━━━━━ SUPPLIED MATERIAL ━━━━━

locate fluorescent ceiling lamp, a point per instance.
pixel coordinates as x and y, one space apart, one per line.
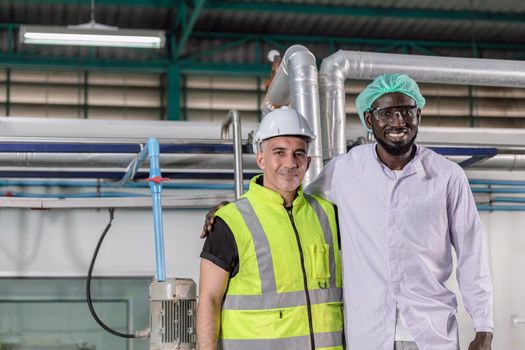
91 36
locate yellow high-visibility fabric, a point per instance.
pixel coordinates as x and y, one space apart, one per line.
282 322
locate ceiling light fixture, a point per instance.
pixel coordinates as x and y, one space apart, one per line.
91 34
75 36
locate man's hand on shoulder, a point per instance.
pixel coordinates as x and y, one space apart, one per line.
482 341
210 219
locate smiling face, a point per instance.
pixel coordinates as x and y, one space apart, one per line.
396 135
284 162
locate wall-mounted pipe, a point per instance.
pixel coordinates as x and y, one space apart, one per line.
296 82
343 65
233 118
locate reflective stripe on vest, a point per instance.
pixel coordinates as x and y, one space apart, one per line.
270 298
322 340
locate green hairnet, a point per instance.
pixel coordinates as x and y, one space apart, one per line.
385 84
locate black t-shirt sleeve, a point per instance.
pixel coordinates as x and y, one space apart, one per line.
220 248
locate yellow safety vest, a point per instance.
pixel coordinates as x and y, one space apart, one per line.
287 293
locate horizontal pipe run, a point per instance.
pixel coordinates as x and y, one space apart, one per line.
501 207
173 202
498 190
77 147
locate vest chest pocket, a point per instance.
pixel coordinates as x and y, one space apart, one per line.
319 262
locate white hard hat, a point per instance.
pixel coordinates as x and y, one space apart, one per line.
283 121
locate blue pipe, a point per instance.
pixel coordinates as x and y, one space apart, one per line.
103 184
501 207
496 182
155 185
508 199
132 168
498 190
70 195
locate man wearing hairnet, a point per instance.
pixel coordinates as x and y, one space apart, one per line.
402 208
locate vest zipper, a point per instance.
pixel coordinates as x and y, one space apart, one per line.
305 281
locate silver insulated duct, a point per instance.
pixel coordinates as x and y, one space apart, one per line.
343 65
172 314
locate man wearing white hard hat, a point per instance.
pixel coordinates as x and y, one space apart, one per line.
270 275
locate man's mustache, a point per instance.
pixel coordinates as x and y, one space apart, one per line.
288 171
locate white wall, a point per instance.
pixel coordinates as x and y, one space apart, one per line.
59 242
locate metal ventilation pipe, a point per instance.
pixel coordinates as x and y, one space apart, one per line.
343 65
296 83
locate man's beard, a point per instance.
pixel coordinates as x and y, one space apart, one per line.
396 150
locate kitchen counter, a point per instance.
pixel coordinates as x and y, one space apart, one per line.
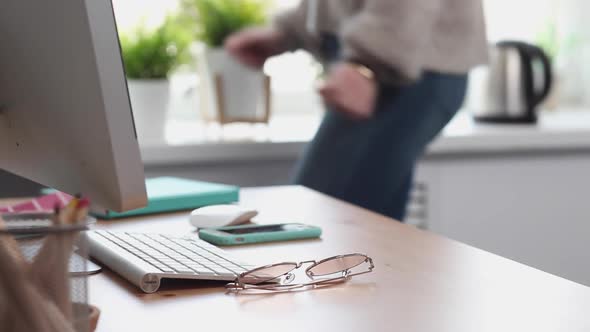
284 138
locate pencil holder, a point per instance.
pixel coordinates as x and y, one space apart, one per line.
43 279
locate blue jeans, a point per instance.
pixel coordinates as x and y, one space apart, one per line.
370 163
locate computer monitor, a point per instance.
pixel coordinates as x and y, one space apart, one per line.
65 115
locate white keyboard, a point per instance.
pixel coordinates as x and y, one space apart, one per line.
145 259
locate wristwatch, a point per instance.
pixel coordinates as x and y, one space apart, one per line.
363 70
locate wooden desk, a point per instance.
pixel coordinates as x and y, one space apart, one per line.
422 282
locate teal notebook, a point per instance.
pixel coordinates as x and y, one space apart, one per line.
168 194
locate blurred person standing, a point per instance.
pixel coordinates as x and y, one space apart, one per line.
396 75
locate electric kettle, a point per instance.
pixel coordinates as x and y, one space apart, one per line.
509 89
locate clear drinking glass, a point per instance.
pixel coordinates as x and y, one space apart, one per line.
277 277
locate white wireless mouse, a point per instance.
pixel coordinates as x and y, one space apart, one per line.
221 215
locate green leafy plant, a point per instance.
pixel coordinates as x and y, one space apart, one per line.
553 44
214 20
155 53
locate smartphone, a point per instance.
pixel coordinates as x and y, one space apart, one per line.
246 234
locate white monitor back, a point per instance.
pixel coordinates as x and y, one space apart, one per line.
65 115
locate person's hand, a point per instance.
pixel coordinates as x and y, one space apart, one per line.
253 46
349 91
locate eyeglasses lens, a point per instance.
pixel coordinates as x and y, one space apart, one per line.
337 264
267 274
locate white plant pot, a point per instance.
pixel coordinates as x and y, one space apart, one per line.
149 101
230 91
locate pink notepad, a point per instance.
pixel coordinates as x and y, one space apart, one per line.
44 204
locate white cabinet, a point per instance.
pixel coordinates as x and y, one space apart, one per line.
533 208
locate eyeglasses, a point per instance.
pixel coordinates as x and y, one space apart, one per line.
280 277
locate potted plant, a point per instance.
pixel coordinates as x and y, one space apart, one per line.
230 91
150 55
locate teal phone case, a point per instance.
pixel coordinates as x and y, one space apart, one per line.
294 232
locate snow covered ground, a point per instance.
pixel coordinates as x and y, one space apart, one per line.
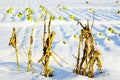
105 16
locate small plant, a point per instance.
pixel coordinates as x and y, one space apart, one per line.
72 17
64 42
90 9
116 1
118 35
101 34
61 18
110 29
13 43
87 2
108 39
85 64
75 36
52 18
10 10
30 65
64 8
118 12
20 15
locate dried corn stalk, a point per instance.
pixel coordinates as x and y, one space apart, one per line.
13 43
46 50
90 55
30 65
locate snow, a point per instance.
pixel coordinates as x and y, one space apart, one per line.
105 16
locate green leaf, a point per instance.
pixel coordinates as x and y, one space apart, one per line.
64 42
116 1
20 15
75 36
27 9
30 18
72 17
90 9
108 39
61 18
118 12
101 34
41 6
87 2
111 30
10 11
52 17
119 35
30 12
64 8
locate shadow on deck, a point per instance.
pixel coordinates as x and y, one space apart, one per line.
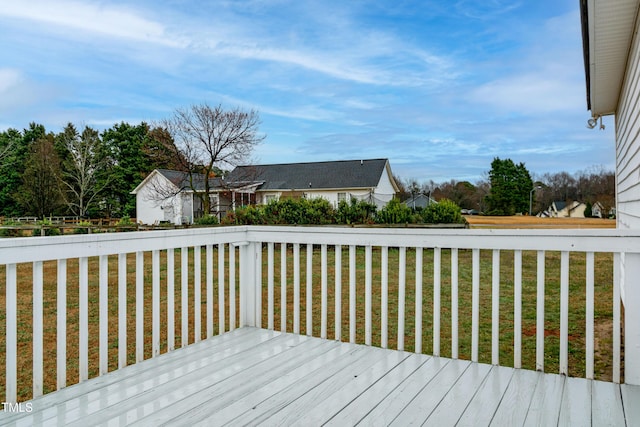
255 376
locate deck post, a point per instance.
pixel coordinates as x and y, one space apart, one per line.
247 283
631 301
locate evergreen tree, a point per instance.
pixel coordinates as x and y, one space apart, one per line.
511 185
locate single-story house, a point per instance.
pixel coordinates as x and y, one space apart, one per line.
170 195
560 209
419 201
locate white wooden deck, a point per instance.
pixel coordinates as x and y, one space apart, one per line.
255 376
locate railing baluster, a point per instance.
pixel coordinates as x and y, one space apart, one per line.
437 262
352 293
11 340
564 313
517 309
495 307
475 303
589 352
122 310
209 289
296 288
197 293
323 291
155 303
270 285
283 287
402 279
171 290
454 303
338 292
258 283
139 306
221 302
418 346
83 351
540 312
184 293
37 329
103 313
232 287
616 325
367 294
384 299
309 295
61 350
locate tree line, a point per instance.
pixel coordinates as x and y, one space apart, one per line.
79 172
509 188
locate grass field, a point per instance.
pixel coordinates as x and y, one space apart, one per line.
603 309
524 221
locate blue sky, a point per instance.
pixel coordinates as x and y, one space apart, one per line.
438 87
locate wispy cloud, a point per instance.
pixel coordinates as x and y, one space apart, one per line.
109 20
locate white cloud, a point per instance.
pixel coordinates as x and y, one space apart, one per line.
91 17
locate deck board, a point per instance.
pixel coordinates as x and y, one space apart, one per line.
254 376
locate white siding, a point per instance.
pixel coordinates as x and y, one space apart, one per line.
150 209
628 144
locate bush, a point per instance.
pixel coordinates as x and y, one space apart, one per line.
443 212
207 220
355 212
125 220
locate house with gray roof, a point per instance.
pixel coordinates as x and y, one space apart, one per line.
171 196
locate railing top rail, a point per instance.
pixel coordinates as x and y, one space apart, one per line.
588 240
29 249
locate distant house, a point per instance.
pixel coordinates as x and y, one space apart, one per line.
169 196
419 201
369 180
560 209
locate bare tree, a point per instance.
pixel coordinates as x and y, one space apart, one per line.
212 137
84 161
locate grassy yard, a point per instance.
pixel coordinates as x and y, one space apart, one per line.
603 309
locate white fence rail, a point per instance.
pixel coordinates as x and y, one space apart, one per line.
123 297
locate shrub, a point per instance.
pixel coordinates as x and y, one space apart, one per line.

━━━━━

Retype the part of the records that opens with the line containing "locate distant house, a point per instance." and runs through the end of the records, copying every line exactly.

__THE OUTPUT__
locate distant house, a point per instance.
pixel coordinates as x and y, one space apart, one per line.
169 196
419 201
369 180
560 209
locate bare tree, a point per instance.
pixel coordinates as x and y, one space apart, one per line.
212 137
84 161
locate grassy yard, a point per instance.
pixel coordinates as x and y, one space apart, one per line.
603 309
locate white fence rail, a point per instance.
pixel coordinates as x and y, one space apart, one per line.
123 297
locate shrub, a point per instance.
pixel coordinates as x and y, one space apart, one per line.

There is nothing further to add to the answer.